Collection entries
Content starts

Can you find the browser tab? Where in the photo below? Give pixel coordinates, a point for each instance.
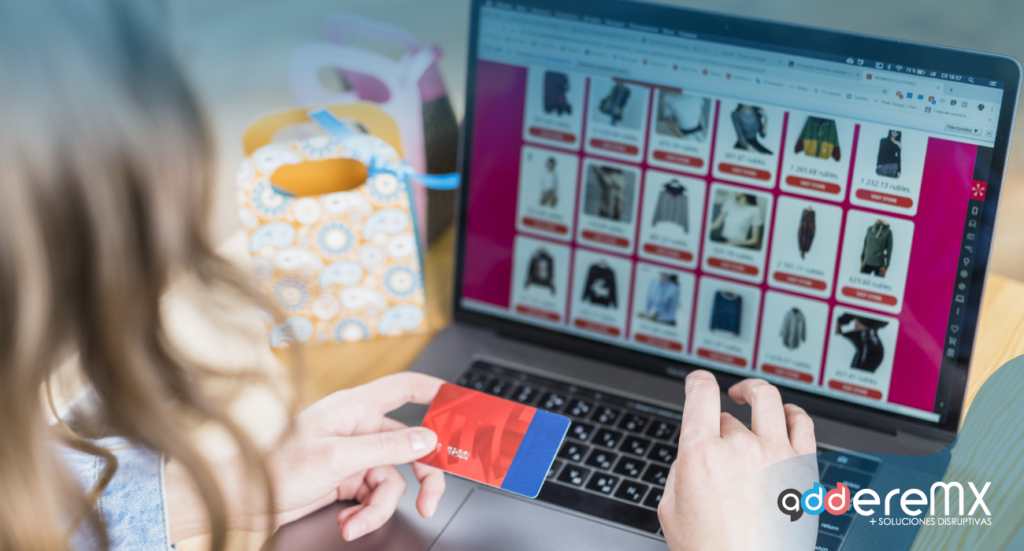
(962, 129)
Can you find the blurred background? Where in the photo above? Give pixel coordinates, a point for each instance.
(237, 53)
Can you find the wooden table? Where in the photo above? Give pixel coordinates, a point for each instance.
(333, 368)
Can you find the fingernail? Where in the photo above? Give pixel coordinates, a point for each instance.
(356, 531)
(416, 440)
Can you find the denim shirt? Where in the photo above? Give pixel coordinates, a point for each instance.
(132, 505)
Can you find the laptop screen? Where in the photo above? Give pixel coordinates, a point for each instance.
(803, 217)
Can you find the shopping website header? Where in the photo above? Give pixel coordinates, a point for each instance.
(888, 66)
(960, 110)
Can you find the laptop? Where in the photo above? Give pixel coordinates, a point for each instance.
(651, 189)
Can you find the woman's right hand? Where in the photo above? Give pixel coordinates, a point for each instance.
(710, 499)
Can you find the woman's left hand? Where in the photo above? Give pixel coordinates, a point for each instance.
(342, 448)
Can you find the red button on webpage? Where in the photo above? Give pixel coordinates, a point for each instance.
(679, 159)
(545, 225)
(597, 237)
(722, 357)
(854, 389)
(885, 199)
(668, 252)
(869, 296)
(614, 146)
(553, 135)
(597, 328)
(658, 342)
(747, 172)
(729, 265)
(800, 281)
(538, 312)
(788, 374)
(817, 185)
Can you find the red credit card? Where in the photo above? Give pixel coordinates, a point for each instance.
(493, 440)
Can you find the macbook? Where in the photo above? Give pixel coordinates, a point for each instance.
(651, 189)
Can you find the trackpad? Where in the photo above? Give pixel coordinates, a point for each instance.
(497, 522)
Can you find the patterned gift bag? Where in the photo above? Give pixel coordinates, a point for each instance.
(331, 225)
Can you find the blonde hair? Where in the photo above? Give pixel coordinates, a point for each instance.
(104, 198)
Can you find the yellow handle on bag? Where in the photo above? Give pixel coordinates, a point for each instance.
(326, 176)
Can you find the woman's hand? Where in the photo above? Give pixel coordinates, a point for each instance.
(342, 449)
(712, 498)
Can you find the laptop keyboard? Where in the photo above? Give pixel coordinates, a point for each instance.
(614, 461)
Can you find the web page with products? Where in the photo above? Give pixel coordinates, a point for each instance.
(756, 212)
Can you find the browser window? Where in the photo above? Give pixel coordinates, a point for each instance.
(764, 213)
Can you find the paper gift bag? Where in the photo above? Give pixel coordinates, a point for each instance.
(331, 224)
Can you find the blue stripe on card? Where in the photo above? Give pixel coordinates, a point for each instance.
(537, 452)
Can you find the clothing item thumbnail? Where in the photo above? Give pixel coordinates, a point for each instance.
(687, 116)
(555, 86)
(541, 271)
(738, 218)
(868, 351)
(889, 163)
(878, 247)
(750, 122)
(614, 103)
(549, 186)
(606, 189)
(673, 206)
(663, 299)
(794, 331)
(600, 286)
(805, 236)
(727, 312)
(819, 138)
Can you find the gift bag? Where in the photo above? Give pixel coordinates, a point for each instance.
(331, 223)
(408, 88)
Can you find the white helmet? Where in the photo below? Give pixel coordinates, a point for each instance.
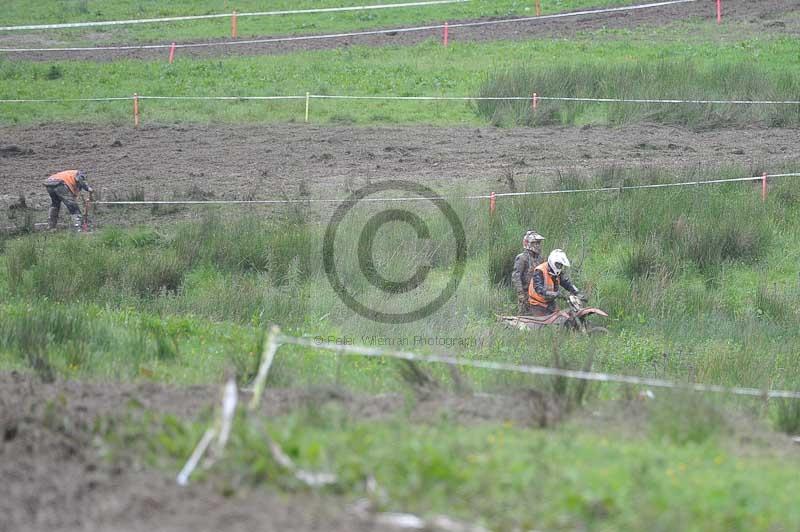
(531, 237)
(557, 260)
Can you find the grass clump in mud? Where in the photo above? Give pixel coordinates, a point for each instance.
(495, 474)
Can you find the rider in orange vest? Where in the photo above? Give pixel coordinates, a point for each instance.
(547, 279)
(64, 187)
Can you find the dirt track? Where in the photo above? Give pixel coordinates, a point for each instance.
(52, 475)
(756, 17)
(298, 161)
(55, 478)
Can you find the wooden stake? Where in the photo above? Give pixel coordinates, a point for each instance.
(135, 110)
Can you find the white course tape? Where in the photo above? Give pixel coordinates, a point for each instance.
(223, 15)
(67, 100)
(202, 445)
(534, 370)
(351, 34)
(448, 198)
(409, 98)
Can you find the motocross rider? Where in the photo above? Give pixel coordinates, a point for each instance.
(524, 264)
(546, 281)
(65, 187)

Content ends

■ WHAT YOU HAVE TO DO ■
Nothing but the records, copied exactly and stripped of pictures, should be returned.

■ RESULT OF THE EXERCISE ■
Can you find the browser tab? Where in the photo below? Give pixel coordinates, a point for each instance.
(962, 129)
Can you find the blurred background? Where in the photo above? Give pixel coordinates, a point for each instance.
(237, 53)
Can you find the wooden table? Where in the photo above? Give pixel coordinates, a point for each instance.
(333, 368)
Can you find the fingernail? Where in the photo above? Give pixel coordinates, a point for each instance.
(356, 531)
(416, 440)
Can you find the denim shirt? Where in the photo above? Give pixel coordinates, a point for each instance.
(132, 505)
Can you find the laptop screen? Where in the photo above? Give pixel coordinates, a point for each instance.
(803, 217)
Can you find the shopping website header? Where in the photo above? Give pixel coordinates, a point for each instance.
(888, 66)
(960, 110)
Can you find the laptop? Where in the photo above? Give pixel coordinates, a point for each instance.
(651, 189)
Can you find the woman's right hand? Where in the photo above? Give pixel coordinates, a point for each instance.
(710, 499)
Can you find the woman's left hand? Where in the photo above? Give pixel coordinates, a point for each instance.
(342, 448)
Can you find the red button on webpage? Where in the photo above? Give pixel coordinates, a point for each instance.
(679, 159)
(545, 225)
(597, 237)
(722, 357)
(854, 389)
(885, 199)
(668, 252)
(869, 296)
(614, 146)
(553, 135)
(597, 328)
(658, 342)
(747, 172)
(729, 265)
(800, 281)
(538, 312)
(788, 374)
(817, 185)
Can you find the red credit card? Where in the photo above? Give pixel coordinates, a point for each instance.
(493, 440)
Can you find the macbook? Where in the photo above? Give pixel coordinates, a point for each instance.
(651, 189)
Can you find the trackpad? Where in the photo above? Give pixel coordinates, a point for each instance.
(497, 522)
Can you find the patterned gift bag? Where in the photo above? Give pixel coordinates, a point for each instance.
(331, 225)
Can you find the blonde hair? Where in the photo above? Give pixel coordinates, a point for each instance.
(104, 198)
Can you find the yellow handle on bag? Where in the photo above? Give pixel coordinates, a point for each instance.
(326, 176)
Can you find the woman's hand? Where in the photo above? Give pixel coordinates, a point for each instance.
(342, 449)
(712, 498)
Can you find the laptop keyboard? Where in the photo above? Give pixel coordinates, a point for each instance.
(614, 461)
Can you find the web page with products? Where in the photo above? Give pixel coordinates, a point for each instance.
(756, 212)
Can you find the browser window? Where in the photo above? Give pixel coordinates, a point for each instance.
(764, 213)
Can you find the paper gift bag? Where in the photo above? Give pixel coordinates, a point for each instance.
(331, 224)
Can you find the blue stripe on card? Where in the photo above? Give pixel coordinates, a point for each instance.
(537, 452)
Can you find the clothing item thumbnail? Where in the photo above? Give pixel coordinates, a point for each instance.
(687, 116)
(555, 86)
(541, 271)
(738, 218)
(868, 351)
(889, 163)
(878, 247)
(750, 122)
(614, 103)
(549, 186)
(606, 189)
(673, 206)
(663, 299)
(794, 331)
(600, 286)
(805, 236)
(727, 312)
(819, 138)
Can you find the gift bag? Where in the photo above? Give pixel coordinates, a point for each instance.
(331, 223)
(408, 88)
Can you find the white helmet? Where in the photo below? Give pixel coordinates, a point for each instance.
(531, 237)
(557, 260)
Can you find the grass clump in mud? Where in the photo above? Give pixel coordinates, a point for each instance.
(495, 474)
Can you find the rider in orange vest? Where in the photo above? Give pixel coordinates, a point for each instance.
(547, 279)
(64, 187)
Can you find the dirt track? Where in the photo above? Give pixel coordinates, a point for each instance.
(52, 475)
(756, 17)
(298, 161)
(55, 478)
Can you find the wooden stake? Where in the photo above? Give pixel coordinates, a point for each instance.
(135, 110)
Can you find the white course tape? Where in the photo above? Give pixel coordinates, a point for each instance.
(223, 15)
(67, 100)
(202, 445)
(534, 370)
(351, 34)
(448, 198)
(409, 98)
Can you find the motocross rider? Where in the photo above? Give pixel coordinates, a point for each instance.
(524, 264)
(546, 281)
(65, 187)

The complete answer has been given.